— OBJECTIVES —
1. Reproduce the Trek Top Fuel review word for word, starting with "It may look" and going on through "as full 29ers.".
2. Write the next part of the Trek Top Fuel review, picking up after its final sentence.

SELECTED PASSAGE start

Trek Top Fuel gen 4 need to know
- New lighter, smoother-riding frame frame with neater storage hatch and four-way shock adjust
- Slightly tweaked geometry makes a great feeling bike even more enjoyable on fast, technical trails
- Too heavy for XC, but light enough to be a very capable short travel trail bike
- You only get 110mm of actual rear travel rather than the claimed 120mm, but the ABP system creates an excellent, tenaciously-grippy-but-efficient-pedalling balance for all round performance
- Sorted trail components (aside from weak brakes) but expensive for what you get on an alloy frame
- Easily extended shock stroke makes a great suspension system brilliant, but you’ll need to upgrade the basic fork to match
- Find out more about the new Trek Top Fuel along with a range overview in our news story here
Frame and geometry
The new Top Fuel looks the same as every Trek trail bike in recent memory, even if it’s not as sharply sculpted as the longer travel Fuel EX, and you still get the signature Active Braking Pivot layout. This means the seatstays and chainstays pivot around the rear axle, so the suspension is more independent of braking forces.
It may look the same, but the latest Top Fuel gets a welcome weight loss – the whole tube set is slimmer and 150-200g lighter (depending on size) on both this 3.7kg alloy frame and the 2.7kg carbon version. Separate alloy linkages (rather than a one piece magnesium block) also allow more flex.
Adjustable geometry
The hi/lo flip-chip at the shock base also gets fore and aft positions to change progression from 14 to 19%, as well as tweak the geo and BB height. Crucially you can extend shock stroke from 50 to 55mm with a simple spacer removal and capture bolt swap to give 130mm of rear travel. You can even run a piggyback air shock if you want, and the frame is strong enough, and certified, to run a 140mm fork. The Top Fuel is also MX/Mullet happy in the higher flip-chip position, with the S frame size getting 27.5in wheels at both ends as standard – other sizes come as full 29ers.
Internal storage
The hatch and opening for the internal frame storage and the internal cable routing have been tidied up, and you get a new higher capacity BITS bag to slide into the down tube. The opening is still quite tight though, and you only get one bottle cage mount, plus an ‘accessory mount’ under the top tube. There’s no ‘Knock Block’ steering limiter on the short head tube however, so bike park X-ups are back on the menu if your skills date from the days when Skyway wheels were the stuff of dreams.
Trek has reduced the seat tubes lengths, giving more clearance for longer seat posts in a chunky 34.9mm diameter. Or the opportunity to size up or down if the middling reach numbers don’t suit you. While there’s no XXL size anymore, the new XL is nearly the same reach, so the gap is now where XL used to be.

SELECTED PASSAGE end
PROVIDED MATERIAL start

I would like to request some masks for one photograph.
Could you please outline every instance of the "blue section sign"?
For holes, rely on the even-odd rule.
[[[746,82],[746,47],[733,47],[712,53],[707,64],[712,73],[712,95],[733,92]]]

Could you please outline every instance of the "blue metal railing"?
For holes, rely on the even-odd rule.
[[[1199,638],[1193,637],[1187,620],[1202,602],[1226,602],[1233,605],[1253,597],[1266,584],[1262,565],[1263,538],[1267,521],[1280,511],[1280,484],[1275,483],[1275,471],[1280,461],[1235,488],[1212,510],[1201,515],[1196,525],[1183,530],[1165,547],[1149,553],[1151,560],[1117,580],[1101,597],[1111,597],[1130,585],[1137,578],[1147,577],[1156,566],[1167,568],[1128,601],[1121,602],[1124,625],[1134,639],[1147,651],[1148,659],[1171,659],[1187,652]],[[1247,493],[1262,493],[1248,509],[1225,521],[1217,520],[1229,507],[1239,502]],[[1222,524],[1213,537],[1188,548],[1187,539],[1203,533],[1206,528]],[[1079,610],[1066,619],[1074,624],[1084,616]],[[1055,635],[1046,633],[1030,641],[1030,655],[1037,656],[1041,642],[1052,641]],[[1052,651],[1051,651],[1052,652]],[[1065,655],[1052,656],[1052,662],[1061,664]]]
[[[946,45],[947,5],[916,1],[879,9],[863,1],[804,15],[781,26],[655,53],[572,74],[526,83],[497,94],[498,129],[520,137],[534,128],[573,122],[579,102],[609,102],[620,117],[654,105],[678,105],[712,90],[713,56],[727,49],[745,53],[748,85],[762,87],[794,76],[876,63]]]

PROVIDED MATERIAL end

— ANSWERS GIVEN —
1.
It may look the same, but the latest Top Fuel gets a welcome weight loss – the whole tube set is slimmer and 150-200g lighter (depending on size) on both this 3.7kg alloy frame and the 2.7kg carbon version. Separate alloy linkages (rather than a one piece magnesium block) also allow more flex.
Adjustable geometry
The hi/lo flip-chip at the shock base also gets fore and aft positions to change progression from 14 to 19%, as well as tweak the geo and BB height. Crucially you can extend shock stroke from 50 to 55mm with a simple spacer removal and capture bolt swap to give 130mm of rear travel. You can even run a piggyback air shock if you want, and the frame is strong enough, and certified, to run a 140mm fork. The Top Fuel is also MX/Mullet happy in the higher flip-chip position, with the S frame size getting 27.5in wheels at both ends as standard – other sizes come as full 29ers.

2.
While reach of the M/L size I tested is effectively the same, just over 0.5º is added to the seat tube angle for a more centralised position. Half a degree is taken off the head tube angle, 6mm off the BB height and longer rear centres are added to the M/L, L and XL bikes to increase stability slightly.
Components
The Top Fuel 9 (tested here) is the best specced bike of the alloy frame range and gets SRAM X0 T-Type wireless gears to make the most of the UDH rear end. SRAM Level brakes are too weak for a bike this fast and fun though, despite rocking four pistons. Using a Rhythm, rather than Performance-spec Fox 34 fork also adds weight to a hefty spec list that already includes 2kg worth of Bontrager wheels. It means you can’t upgrade the simple GRIP damper easily either, which becomes a big issue if you extend the rear shock travel – more on this in a moment.
Ride and handling
It’s a sign of how well the Top Fuel rides in stock format that it took me several stages of arguably the roughest enduro race in the UK – the Ard Rock Enduro – to realise I wasn’t getting full travel. Even with the big bottom-out bumper reducing rear wheel movement to 110mm, the Trek still charged into serious boulder sections and came out the far side in control and online. There’s plenty of support in the mid-stroke for loading feet through berms or pumping backsides too. The more compliant frame, trunnion mount shock and Bontrager Gunnison Pro (previously XR4) tyres also give a very sensitive, high traction ride on loose, baked ruts and random root sections.
Unsurprisingly the high weight of wheels and complete bike is obvious on long climbs and under sudden accelerations. Especially compared to more XC-biased bikes in this short travel category, like the 2kg lighter Epic Evo. If you’re hustling between turns and trees, rather than seeking horizons, the Top Fuel feels much more eager, responsive and rewarding to push the pedals on than lifting it over stone walls between stages would suggest. That’s partly a product of the fast reacting freehub, impressively efficient-feeling suspension, and excellent traction/flow of the suspension. But even in its most trail-biased incarnation to date, there’s an unmistakable velocity vibe to the latest Top Fuel.
The short 110mm head tube and slightly steeper seat angle also nailed the bike’s nose down to keep it on target and make the most of the excellent traction on crux-climbing moves. Obviously that lower front end does make it harder to manual or hoik off drops. It also puts more pressure through the already firm (rather than forgiving) grips and a fork that could only handle so much hammer before my hands really knew about it. That’s the only potential vice in ‘play bike’ terms on an otherwise totally intuitive handling package that never put a wheel wrong for me, whether up, down, or along wherever I rode it.
However, things got complicated when Trek encouraged me to open up the rear shock, whip out the travel spacers, trim the bottom-out bumper and unleash its full 55mm stroke / 130mm travel potential. Not because it’s a hard job – it literally takes five minutes (as long as you’ve either got shorter plate retainer bolts ready or a sharp saw to cut the originals down) – but because of what it does to the bike.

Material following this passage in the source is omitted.